=== Dataset records ===
- - - - -
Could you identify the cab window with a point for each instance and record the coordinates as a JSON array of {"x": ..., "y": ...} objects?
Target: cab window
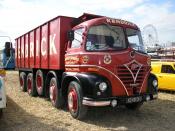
[
  {"x": 167, "y": 69},
  {"x": 76, "y": 43}
]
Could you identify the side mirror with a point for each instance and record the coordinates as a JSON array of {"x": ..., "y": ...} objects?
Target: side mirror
[{"x": 70, "y": 35}]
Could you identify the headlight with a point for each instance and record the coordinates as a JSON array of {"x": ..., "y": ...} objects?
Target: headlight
[
  {"x": 103, "y": 86},
  {"x": 155, "y": 83}
]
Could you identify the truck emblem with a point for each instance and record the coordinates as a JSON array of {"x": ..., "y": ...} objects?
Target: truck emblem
[{"x": 107, "y": 59}]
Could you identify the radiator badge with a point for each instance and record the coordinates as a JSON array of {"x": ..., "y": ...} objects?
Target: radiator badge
[
  {"x": 134, "y": 68},
  {"x": 107, "y": 59}
]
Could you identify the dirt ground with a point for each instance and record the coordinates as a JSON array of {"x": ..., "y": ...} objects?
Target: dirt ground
[{"x": 25, "y": 113}]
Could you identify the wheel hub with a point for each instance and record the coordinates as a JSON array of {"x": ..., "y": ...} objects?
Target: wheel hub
[
  {"x": 53, "y": 93},
  {"x": 72, "y": 100},
  {"x": 29, "y": 86}
]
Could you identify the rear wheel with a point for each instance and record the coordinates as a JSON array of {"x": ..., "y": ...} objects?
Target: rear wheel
- - - - -
=== Written problem ===
Format the material as a two-column Markdown table headed Number and Material line, from the line containing "Could you identify the dirt" through the end of the material, both ends included. Number each line in order and omit blank lines.

=== Response for this exercise ===
| Number | Material line |
|---|---|
| 1 | Could you identify the dirt ground with a point for each instance and record the coordinates as a JSON array of {"x": ..., "y": ...} objects? |
| 2 | Target: dirt ground |
| 3 | [{"x": 25, "y": 113}] |
| 4 | Could you identify the wheel hub with a point for each instance and record the coordinates as a JSON array of {"x": ..., "y": ...} objects? |
| 5 | Target: wheel hub |
| 6 | [ |
| 7 |   {"x": 53, "y": 93}, |
| 8 |   {"x": 72, "y": 100}, |
| 9 |   {"x": 29, "y": 86} |
| 10 | ] |
| 11 | Could you identify the rear wheel with a point for each instance and record the coordinates as a JSON array of {"x": ..., "y": ...} objects? |
| 12 | Target: rear wheel |